-- Opening Marker --
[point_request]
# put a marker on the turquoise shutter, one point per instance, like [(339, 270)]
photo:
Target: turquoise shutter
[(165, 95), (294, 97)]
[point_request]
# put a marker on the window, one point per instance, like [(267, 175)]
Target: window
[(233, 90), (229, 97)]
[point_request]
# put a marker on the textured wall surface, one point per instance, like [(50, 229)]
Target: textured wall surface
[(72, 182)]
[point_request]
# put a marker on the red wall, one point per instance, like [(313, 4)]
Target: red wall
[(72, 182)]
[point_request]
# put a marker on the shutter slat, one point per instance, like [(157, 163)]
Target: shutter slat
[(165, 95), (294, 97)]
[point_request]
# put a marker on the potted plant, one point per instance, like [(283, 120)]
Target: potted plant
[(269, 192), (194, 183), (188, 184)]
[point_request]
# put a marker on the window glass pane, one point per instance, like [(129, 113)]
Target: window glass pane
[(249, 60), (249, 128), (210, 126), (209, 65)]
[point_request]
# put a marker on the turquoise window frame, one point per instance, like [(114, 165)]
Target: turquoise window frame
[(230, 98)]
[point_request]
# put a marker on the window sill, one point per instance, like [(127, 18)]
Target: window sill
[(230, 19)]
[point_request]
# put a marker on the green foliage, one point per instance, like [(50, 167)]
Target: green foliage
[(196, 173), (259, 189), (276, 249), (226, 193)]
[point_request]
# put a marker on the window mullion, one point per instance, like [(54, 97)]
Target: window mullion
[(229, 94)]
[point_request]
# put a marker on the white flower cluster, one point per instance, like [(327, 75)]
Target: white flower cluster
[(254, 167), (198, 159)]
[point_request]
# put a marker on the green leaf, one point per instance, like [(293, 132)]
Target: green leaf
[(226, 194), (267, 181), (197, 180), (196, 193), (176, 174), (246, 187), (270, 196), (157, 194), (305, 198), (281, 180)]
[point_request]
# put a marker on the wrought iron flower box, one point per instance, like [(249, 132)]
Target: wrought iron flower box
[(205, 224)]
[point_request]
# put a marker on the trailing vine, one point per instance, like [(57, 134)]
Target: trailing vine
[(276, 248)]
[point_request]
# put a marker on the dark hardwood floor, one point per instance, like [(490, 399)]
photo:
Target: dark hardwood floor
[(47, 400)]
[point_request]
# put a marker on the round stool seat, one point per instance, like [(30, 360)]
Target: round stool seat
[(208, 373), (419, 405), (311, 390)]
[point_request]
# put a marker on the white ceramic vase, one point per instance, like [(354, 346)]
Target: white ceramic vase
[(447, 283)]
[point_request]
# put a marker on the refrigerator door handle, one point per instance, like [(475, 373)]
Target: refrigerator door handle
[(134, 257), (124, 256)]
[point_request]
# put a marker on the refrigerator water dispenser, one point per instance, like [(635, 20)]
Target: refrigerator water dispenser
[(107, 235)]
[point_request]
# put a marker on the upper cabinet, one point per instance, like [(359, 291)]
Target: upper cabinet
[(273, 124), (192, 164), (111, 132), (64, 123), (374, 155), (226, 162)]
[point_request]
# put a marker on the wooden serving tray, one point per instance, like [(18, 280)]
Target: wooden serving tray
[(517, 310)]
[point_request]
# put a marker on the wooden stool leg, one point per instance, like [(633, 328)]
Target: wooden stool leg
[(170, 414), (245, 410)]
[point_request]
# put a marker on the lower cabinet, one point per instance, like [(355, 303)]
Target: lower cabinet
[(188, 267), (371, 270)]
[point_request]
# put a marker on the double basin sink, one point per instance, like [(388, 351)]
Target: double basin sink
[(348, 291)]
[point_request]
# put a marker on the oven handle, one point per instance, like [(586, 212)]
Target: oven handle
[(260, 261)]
-- Closing Marker --
• What you are asked to do: Given the data above, transcribe exactly the lines from the one containing "# put a marker on the white flower" down to the one containing "# put a marker on the green leaf, one", and no others.

• Response to the task:
# put a marker on the white flower cluster, one point per instance, like [(327, 75)]
Target: white flower cluster
[(254, 167), (198, 159)]
[point_request]
# put a marker on the green leaf, one point per instance, like [(293, 132)]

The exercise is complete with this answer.